(Items from a data source)
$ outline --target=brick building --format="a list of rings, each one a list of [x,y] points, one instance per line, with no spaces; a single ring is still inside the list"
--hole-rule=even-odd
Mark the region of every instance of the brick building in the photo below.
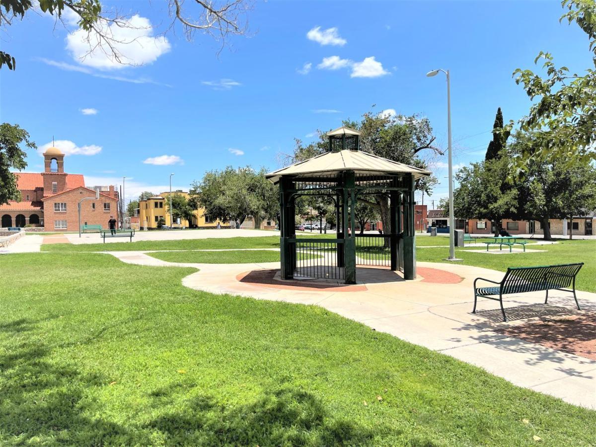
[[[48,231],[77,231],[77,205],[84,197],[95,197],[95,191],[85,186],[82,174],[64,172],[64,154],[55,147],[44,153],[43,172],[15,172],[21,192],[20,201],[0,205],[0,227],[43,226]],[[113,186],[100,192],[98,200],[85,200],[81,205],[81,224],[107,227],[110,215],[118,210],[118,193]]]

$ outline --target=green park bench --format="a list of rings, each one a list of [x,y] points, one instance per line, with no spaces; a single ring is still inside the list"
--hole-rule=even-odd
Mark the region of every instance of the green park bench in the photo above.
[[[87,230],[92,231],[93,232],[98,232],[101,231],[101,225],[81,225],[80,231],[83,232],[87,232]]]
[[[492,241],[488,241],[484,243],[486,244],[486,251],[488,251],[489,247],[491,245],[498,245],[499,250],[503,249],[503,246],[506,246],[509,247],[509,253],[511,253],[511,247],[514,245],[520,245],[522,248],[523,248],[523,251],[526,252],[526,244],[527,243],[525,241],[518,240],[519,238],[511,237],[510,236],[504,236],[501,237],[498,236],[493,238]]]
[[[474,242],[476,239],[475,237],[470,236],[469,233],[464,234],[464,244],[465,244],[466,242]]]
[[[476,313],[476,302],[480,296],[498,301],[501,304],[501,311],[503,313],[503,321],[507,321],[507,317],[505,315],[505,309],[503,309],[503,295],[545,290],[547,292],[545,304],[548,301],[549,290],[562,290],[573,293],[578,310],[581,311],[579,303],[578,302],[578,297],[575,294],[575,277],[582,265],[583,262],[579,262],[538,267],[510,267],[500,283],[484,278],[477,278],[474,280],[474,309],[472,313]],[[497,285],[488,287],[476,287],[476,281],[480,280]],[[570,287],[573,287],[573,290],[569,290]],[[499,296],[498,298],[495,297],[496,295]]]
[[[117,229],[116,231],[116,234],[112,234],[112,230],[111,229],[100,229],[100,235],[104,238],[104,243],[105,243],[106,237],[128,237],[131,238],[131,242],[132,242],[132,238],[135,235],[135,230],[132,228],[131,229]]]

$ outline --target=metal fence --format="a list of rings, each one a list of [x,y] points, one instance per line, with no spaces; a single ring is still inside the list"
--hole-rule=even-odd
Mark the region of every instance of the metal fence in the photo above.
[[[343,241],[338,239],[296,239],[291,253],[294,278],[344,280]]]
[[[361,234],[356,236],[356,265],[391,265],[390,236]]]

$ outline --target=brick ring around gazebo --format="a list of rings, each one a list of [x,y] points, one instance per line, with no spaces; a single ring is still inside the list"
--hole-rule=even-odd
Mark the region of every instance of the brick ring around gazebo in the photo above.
...
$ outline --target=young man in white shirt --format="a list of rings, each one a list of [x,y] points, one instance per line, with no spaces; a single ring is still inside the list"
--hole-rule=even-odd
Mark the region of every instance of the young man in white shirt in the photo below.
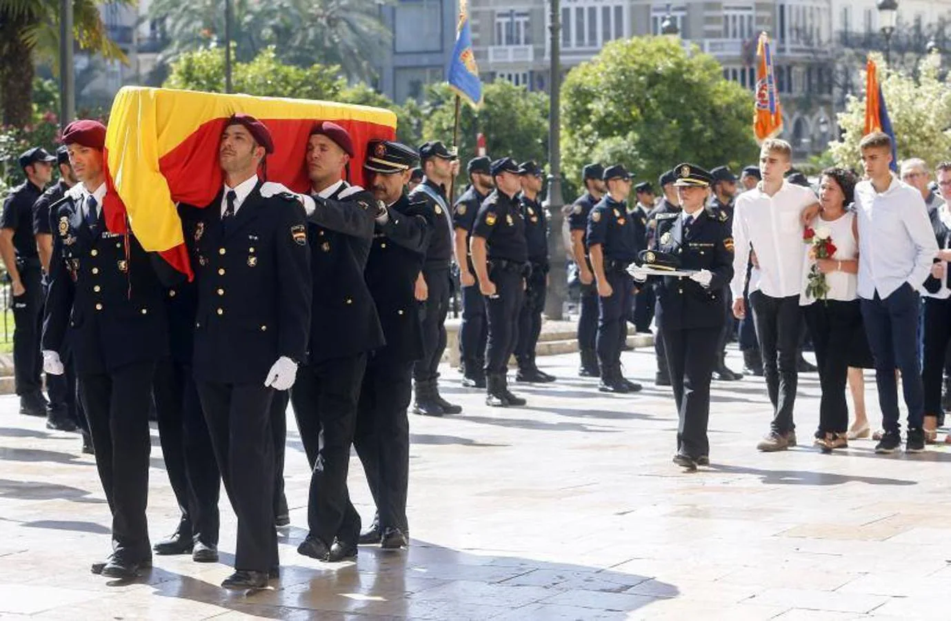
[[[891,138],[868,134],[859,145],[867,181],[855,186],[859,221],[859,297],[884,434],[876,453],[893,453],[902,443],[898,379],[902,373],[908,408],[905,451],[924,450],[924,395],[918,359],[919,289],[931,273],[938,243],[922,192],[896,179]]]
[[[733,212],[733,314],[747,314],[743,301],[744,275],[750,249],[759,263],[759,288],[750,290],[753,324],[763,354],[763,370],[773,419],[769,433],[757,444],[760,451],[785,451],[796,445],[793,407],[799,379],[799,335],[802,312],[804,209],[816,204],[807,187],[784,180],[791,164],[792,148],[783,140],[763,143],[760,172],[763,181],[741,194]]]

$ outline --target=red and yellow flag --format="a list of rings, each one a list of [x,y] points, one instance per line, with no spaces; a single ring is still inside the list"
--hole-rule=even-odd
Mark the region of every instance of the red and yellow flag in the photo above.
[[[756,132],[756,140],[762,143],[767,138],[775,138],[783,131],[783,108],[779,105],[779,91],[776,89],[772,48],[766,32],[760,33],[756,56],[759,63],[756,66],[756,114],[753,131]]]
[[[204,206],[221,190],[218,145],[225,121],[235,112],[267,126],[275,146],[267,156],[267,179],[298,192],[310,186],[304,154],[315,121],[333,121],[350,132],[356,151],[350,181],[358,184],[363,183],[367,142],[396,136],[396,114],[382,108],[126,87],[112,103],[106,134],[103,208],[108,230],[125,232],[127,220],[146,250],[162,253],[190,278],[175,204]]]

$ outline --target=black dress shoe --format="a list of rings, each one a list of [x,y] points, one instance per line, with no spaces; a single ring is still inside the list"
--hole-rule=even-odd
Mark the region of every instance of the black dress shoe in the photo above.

**Objective:** Put the records from the line with "outline --target=metal fence" up to and including the line with "[[[361,234],[356,236],[356,265],[391,265],[390,236]]]" into a Markdown table with the columns Row and Line, one line per row, skipping any blank lines.

**Exercise answer:**
| Row | Line |
|---|---|
| 1 | $ outline --target=metal fence --format="a list of rings, each one a list of [x,y] points, one instance per line, with no spaces; a single ring is still inside the list" |
| 2 | --hole-rule=even-odd |
| 3 | Mark the region of every instance of the metal fence in the photo above. |
| 4 | [[[343,241],[338,239],[296,239],[291,253],[294,278],[344,280]]] |
| 5 | [[[361,234],[356,236],[356,265],[391,265],[390,236]]] |